# Exercise objective
Wherever the word "below" shows up in the data, report the line it sits in.

--------

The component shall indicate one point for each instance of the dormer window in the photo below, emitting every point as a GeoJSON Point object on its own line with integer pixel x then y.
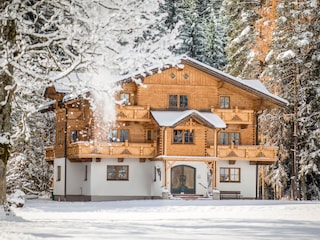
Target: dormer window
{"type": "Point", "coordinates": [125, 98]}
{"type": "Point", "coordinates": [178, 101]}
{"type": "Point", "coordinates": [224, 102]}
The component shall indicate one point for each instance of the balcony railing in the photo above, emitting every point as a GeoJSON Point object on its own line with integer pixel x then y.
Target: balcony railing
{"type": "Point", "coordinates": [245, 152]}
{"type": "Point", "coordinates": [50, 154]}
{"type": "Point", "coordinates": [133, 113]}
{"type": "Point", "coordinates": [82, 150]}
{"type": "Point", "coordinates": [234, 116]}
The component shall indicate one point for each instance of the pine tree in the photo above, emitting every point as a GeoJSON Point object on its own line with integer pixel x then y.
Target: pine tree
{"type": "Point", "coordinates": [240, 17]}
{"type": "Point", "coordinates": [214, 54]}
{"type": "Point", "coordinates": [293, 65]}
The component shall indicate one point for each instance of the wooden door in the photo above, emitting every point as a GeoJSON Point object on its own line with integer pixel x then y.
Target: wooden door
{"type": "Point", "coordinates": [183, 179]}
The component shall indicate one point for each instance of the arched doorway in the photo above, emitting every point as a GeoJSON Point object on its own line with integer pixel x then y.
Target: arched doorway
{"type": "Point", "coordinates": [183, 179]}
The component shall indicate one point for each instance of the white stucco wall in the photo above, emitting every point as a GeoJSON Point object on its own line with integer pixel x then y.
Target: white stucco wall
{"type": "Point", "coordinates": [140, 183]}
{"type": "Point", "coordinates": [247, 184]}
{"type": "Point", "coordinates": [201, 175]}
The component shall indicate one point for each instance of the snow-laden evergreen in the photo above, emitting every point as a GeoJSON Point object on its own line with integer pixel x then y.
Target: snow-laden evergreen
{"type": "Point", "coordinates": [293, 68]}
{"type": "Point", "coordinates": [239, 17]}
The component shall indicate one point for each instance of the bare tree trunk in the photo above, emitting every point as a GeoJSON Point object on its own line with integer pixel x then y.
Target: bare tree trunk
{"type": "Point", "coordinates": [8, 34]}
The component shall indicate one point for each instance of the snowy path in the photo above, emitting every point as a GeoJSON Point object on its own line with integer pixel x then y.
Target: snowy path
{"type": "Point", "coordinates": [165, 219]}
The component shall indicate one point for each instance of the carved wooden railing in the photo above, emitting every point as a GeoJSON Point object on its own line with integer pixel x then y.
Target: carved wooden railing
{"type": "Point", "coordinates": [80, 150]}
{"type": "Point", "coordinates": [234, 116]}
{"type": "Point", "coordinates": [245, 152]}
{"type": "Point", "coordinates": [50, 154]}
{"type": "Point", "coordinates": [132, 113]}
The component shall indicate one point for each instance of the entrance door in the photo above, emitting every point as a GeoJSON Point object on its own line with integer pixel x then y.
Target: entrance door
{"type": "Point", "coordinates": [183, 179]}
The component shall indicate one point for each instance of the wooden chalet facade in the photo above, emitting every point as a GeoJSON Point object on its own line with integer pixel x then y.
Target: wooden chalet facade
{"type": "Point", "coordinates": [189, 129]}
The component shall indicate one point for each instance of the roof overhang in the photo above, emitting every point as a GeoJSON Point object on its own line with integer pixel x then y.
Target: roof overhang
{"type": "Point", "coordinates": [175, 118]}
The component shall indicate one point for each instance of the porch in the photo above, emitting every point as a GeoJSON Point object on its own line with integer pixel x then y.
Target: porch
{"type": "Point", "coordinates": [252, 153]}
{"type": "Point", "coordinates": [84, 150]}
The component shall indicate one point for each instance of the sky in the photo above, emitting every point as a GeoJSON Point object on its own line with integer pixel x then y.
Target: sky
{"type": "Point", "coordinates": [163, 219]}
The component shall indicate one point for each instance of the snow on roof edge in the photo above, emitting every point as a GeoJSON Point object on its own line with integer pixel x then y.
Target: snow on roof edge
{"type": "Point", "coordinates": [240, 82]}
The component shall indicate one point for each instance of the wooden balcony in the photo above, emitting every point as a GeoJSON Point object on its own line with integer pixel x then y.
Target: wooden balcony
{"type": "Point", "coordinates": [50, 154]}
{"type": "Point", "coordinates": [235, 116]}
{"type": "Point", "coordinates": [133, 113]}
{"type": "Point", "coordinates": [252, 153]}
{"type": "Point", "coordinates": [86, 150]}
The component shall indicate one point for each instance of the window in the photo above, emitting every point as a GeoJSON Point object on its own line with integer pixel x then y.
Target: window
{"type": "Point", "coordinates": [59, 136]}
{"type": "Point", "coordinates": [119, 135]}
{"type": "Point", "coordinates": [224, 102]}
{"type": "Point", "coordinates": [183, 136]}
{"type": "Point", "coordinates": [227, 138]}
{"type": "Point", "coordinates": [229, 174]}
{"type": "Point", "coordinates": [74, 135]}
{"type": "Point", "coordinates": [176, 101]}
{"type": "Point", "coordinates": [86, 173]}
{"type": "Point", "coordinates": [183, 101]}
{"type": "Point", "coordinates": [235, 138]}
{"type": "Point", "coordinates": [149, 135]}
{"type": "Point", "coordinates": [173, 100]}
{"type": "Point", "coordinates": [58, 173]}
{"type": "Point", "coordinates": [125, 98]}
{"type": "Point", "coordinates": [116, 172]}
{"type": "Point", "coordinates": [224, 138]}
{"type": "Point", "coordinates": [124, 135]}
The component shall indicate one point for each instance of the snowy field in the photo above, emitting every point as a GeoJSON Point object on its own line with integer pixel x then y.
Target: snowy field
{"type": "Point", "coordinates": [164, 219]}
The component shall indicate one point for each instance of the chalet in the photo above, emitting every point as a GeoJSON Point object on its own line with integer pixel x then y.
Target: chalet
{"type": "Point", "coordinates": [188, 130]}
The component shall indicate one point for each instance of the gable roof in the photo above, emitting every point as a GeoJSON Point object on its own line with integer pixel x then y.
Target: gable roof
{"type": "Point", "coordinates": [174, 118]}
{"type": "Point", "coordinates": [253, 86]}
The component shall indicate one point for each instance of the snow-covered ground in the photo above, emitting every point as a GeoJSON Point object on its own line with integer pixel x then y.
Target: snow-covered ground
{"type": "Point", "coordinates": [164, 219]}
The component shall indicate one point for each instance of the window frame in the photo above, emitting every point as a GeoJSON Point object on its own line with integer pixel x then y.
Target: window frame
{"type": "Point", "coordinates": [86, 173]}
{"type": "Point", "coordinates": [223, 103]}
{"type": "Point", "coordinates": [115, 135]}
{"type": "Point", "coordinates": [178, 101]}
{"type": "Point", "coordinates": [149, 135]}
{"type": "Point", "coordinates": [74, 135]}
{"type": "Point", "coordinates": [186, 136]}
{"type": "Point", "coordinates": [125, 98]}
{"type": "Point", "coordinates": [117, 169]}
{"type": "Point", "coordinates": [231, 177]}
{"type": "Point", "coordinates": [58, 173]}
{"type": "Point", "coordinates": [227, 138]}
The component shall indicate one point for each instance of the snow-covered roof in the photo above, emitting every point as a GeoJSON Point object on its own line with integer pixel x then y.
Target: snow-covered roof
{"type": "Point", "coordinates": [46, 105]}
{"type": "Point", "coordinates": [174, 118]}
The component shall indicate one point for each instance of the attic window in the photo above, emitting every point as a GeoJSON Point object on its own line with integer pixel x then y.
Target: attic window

--------

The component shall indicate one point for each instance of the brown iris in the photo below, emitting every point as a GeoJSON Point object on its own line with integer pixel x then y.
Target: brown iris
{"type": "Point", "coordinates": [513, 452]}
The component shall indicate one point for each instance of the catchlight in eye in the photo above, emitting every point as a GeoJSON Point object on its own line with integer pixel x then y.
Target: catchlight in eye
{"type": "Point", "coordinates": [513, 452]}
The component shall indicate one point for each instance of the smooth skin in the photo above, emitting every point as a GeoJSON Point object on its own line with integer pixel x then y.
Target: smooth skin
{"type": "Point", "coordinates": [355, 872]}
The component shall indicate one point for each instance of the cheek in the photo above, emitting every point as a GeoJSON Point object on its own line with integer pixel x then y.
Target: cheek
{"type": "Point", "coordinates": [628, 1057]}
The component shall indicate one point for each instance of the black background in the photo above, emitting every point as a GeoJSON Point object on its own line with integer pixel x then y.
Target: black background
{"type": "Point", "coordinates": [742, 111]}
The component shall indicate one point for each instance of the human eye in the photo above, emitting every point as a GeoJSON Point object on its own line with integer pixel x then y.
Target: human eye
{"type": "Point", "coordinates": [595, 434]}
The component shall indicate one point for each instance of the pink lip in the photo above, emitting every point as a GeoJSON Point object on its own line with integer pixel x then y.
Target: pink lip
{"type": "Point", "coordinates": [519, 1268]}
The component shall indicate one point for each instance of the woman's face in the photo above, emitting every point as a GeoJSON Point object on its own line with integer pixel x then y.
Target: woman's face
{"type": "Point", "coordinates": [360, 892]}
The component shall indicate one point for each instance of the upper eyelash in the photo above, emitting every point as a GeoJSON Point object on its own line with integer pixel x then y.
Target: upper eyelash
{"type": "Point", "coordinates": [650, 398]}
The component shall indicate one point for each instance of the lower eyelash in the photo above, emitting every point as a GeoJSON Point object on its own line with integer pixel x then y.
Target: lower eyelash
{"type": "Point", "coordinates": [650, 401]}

--------

# Task solution
The component shall indicate one point for each instance of the dormer window in the photo below, emitting every point as a GeoJSON Point object on its own line with integer pixel x then y.
The component shall indicate one point for each instance of the brown iris in the photo below, emitting every point as a GeoJSON Point object on its own line with integer pixel x then y.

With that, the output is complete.